**MATERIAL SUPPLIED:**
++++

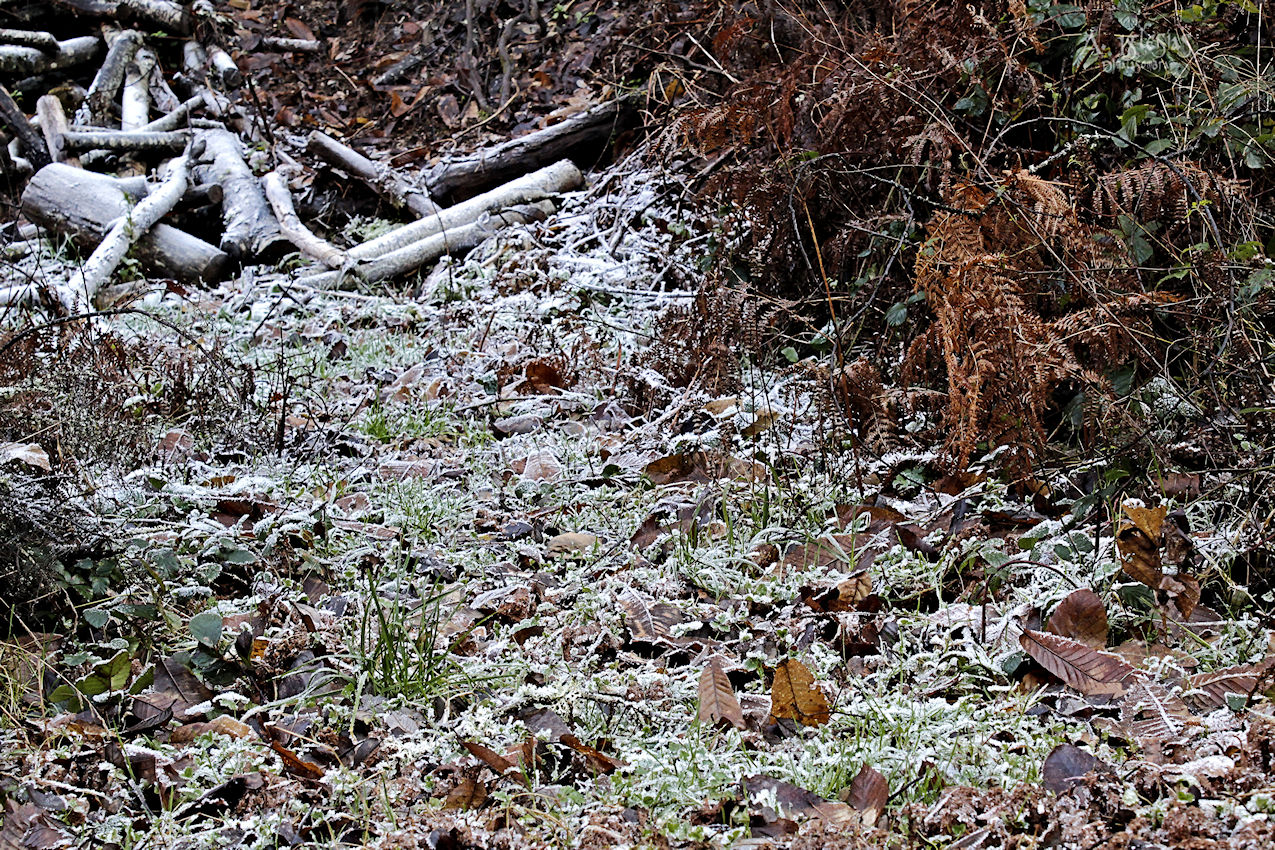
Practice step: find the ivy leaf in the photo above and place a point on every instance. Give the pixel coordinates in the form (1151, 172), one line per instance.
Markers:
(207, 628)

++++

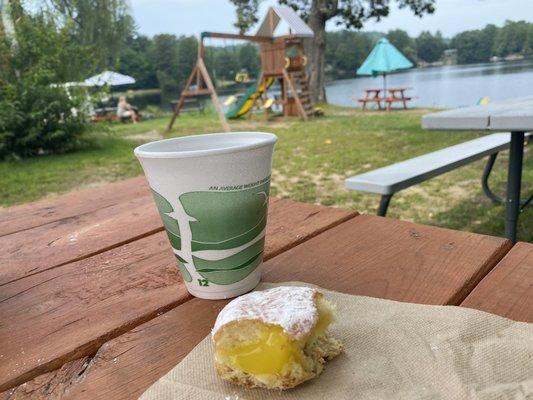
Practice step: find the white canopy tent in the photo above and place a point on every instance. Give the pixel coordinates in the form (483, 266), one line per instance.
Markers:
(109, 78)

++++

Among the lines above, which ones include the word "place"? Copy them.

Practice step: find the ivy leaf in the photo above and place a point on every instance. Give the pixel coordinates in the form (1151, 172), one line per instance.
Practice step: find the white canopy tent in the photo above and place a point on every instance. Give the pixel coordinates in the form (483, 266), one line per instance.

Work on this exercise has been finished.